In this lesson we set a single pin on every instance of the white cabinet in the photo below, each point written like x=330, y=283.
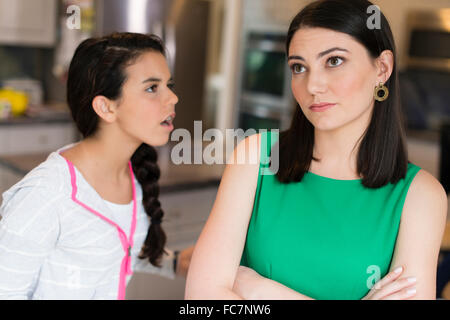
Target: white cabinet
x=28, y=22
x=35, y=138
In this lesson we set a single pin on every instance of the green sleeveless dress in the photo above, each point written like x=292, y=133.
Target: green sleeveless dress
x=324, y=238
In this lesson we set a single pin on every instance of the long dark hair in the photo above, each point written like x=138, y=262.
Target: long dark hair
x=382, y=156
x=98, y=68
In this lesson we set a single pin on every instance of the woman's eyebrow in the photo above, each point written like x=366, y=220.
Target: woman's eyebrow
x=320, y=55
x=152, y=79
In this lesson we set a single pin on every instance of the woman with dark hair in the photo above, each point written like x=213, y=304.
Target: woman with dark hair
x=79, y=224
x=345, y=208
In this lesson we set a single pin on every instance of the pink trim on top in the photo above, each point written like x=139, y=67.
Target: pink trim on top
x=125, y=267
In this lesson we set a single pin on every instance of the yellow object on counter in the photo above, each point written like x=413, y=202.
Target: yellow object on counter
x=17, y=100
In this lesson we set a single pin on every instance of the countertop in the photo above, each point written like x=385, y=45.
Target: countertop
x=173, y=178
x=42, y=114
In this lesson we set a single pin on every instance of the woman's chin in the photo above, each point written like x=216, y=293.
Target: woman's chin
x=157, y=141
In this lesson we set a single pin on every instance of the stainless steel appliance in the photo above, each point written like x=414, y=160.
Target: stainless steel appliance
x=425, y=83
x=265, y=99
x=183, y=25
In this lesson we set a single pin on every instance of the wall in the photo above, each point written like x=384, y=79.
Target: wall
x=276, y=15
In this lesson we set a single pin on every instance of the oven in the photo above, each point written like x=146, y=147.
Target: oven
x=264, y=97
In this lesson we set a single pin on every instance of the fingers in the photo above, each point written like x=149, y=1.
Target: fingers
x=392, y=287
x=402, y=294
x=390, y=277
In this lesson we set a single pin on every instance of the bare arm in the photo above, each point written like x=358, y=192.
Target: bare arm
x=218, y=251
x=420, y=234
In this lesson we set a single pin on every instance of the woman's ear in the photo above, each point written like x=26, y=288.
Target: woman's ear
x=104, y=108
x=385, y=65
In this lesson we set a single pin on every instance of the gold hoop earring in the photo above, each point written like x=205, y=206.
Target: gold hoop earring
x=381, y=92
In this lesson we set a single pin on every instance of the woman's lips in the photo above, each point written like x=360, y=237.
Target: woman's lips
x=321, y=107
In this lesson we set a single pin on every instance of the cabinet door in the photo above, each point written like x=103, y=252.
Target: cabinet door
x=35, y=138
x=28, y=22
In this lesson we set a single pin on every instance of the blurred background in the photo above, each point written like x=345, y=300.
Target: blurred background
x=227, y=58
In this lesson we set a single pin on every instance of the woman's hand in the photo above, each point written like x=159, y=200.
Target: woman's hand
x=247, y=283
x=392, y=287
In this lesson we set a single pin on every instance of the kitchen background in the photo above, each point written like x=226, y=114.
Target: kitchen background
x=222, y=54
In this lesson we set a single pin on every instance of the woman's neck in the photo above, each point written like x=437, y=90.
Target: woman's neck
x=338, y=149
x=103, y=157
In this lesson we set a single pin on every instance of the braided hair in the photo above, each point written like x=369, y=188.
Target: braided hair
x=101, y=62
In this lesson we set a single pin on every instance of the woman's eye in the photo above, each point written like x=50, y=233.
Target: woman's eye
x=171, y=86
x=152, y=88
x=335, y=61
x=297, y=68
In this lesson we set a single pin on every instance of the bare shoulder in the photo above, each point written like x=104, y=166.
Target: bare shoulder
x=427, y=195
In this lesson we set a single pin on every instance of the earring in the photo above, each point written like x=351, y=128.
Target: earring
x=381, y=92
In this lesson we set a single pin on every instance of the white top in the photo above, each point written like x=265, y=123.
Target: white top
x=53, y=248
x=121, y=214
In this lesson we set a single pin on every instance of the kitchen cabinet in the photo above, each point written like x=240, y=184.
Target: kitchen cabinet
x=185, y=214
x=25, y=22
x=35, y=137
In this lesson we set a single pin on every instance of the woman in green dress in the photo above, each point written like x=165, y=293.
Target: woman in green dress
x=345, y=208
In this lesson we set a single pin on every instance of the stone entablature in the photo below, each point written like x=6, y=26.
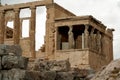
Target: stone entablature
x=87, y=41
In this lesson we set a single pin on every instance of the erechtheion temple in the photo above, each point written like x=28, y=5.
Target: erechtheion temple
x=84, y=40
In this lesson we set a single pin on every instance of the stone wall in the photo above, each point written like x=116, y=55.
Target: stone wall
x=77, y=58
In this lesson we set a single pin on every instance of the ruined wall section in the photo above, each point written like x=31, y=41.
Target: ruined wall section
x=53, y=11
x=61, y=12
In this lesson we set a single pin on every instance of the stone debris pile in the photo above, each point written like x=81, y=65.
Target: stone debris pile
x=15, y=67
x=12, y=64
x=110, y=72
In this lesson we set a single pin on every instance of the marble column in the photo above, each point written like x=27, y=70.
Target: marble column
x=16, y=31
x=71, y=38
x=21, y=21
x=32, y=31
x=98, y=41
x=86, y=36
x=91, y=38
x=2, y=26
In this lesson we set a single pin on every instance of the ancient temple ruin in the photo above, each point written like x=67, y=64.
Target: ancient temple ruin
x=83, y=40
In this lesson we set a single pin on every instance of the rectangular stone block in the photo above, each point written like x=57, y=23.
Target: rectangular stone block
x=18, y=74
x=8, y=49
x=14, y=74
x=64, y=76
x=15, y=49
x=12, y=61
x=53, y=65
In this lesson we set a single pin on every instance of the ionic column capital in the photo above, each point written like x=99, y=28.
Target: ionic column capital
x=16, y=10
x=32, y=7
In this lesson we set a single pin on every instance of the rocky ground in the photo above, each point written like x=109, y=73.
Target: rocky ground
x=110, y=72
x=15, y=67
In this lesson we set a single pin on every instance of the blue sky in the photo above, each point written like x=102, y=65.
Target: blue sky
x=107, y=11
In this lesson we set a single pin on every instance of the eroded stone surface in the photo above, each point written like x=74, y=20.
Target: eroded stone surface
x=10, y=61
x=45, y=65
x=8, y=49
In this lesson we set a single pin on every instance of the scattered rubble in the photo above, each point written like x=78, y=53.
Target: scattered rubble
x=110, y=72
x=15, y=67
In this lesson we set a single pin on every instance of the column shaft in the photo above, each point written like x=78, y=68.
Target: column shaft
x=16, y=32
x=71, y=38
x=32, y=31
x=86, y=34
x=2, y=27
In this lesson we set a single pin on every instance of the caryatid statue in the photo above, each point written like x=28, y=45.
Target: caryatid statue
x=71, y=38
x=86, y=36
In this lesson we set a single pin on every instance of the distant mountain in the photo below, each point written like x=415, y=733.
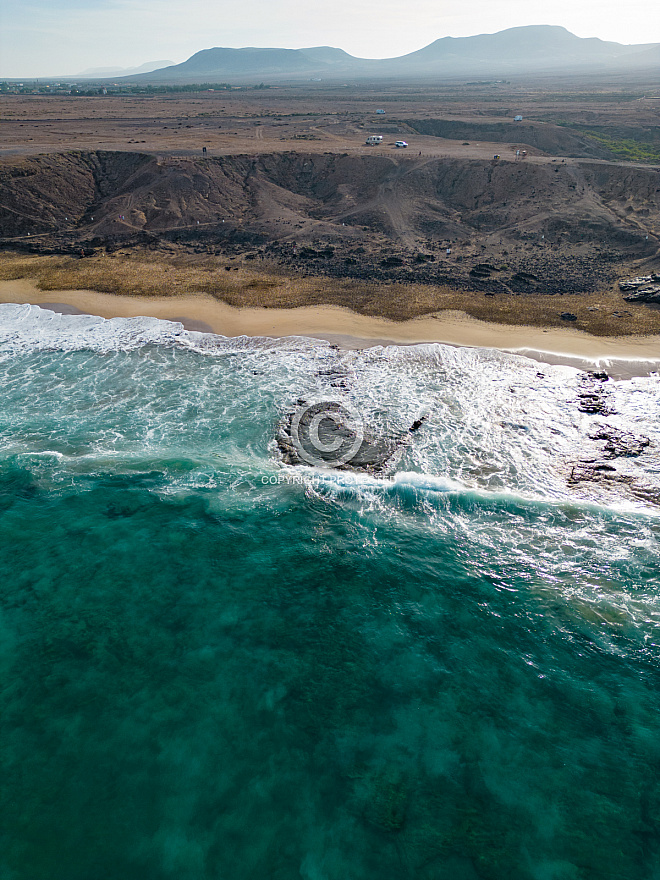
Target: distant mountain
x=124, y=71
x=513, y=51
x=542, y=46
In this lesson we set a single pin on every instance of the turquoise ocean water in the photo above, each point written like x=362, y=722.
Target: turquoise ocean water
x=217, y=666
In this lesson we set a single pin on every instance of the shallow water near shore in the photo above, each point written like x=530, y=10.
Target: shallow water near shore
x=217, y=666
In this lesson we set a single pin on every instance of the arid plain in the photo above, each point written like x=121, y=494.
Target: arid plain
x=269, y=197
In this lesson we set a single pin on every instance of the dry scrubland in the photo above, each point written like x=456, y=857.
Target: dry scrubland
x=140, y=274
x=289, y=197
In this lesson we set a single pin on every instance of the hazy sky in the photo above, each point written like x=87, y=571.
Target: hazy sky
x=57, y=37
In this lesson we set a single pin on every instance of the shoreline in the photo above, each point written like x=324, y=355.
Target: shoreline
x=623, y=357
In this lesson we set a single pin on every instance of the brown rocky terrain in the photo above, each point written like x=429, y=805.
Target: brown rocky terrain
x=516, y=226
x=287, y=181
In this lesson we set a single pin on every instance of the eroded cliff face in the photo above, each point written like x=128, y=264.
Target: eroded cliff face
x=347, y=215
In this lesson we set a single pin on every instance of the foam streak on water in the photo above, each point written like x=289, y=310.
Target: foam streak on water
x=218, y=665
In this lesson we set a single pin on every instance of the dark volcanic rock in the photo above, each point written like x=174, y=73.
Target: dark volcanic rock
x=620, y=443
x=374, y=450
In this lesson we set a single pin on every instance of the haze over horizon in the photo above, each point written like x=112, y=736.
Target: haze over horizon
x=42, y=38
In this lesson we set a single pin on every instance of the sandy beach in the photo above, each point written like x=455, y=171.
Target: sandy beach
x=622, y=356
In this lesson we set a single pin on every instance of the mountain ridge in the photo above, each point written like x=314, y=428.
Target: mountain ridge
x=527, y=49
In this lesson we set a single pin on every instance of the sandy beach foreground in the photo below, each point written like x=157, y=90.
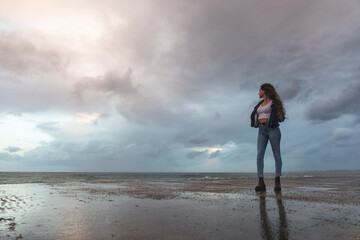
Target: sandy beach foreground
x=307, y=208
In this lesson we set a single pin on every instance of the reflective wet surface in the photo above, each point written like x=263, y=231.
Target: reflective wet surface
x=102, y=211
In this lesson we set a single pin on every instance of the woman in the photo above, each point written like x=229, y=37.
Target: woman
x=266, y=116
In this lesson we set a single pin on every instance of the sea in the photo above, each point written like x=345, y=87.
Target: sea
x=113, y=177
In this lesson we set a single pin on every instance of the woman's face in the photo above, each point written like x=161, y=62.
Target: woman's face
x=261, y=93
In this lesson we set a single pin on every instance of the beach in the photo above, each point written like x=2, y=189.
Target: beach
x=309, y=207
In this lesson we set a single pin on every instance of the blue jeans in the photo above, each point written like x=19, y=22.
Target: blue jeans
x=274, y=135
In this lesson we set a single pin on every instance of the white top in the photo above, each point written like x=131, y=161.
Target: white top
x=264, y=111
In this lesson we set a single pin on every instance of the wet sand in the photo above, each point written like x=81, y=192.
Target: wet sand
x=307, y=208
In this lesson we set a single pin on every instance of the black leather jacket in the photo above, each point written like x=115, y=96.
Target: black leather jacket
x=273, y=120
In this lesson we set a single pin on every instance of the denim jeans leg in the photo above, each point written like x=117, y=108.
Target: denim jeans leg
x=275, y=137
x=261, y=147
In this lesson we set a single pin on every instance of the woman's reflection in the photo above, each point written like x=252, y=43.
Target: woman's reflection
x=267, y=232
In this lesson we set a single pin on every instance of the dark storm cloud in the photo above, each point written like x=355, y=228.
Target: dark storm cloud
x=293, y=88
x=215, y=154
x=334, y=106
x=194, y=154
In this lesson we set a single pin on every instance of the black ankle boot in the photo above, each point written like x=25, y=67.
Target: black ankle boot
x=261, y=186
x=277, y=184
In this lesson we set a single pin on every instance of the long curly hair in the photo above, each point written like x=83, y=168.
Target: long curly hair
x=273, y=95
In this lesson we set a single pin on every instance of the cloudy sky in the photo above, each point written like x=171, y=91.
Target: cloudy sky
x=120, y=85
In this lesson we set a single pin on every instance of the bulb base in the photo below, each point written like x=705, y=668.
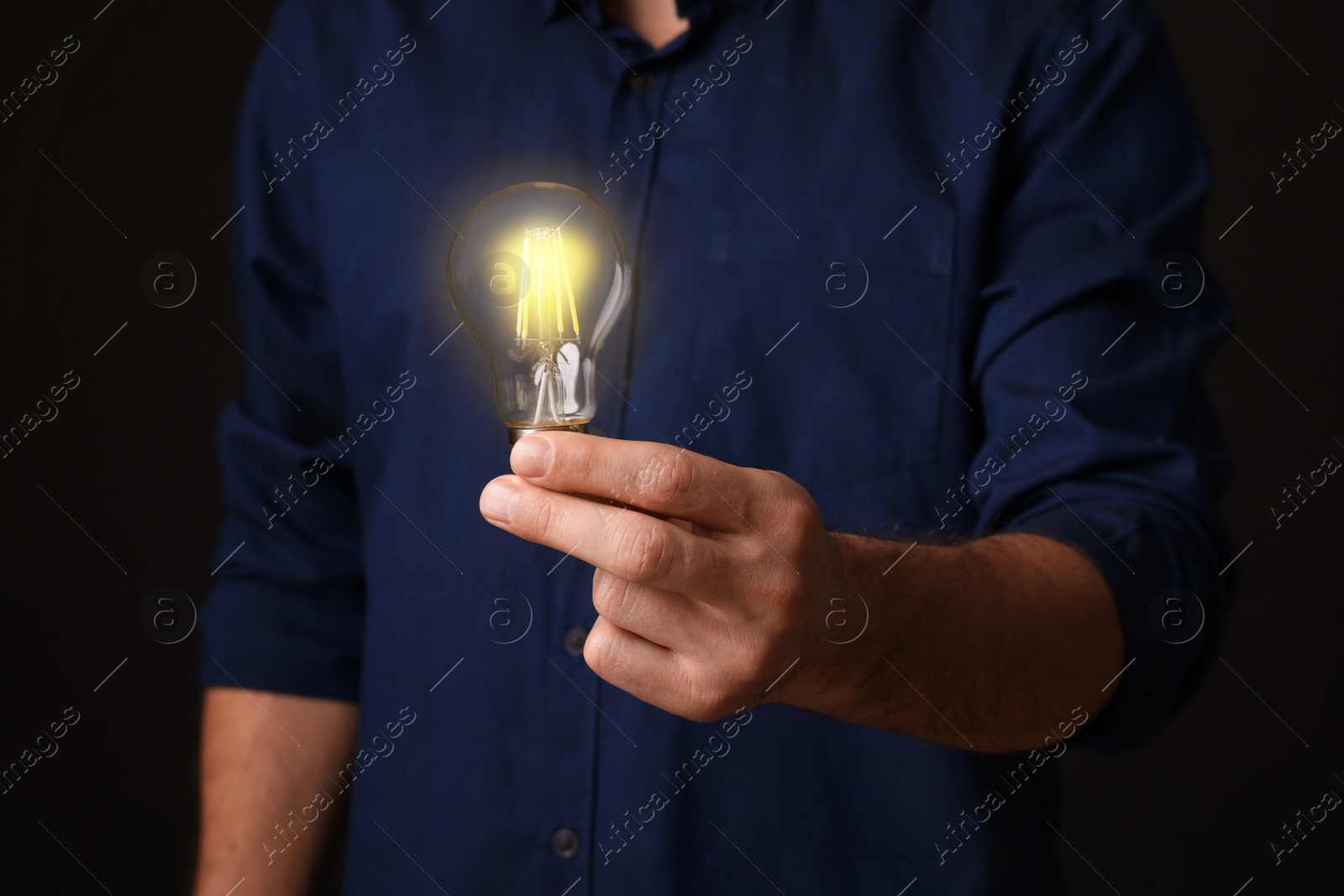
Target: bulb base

# # # #

__WHAT IS REQUIRED__: Edit everything from the start of the rows down to the line containing "x=125, y=267", swapping "lesson" for "exercise" and leaving everything else as it is. Leave the pictures out of your answer.

__EXERCISE OUTPUT__:
In this exercise we set a single pin on every instance of the white cabinet in the photo below, each point written like x=330, y=283.
Target: white cabinet
x=28, y=22
x=35, y=138
In this exercise we set a single pin on every instance of the green sleeveless dress in the photo above, each point written like x=292, y=133.
Target: green sleeveless dress
x=324, y=238
In this exercise we set a single pin on every instance of the long dark hair in the photo above, each point written like x=138, y=262.
Target: long dark hair
x=382, y=156
x=98, y=68
In this exercise we set a single pin on every instance of the woman's eyebrow in the photo above, each point written like x=366, y=220.
Target: woman's eyebrow
x=320, y=55
x=152, y=79
In this exercise we set a single pin on every instance of the woman with dark hair in the photo above, each point written like x=213, y=304.
Target: woman with dark hair
x=79, y=224
x=345, y=208
In this exercise we set a single pin on every instance of the pink trim on top in the photo above, each point written like x=139, y=67.
Target: pink trim on top
x=125, y=267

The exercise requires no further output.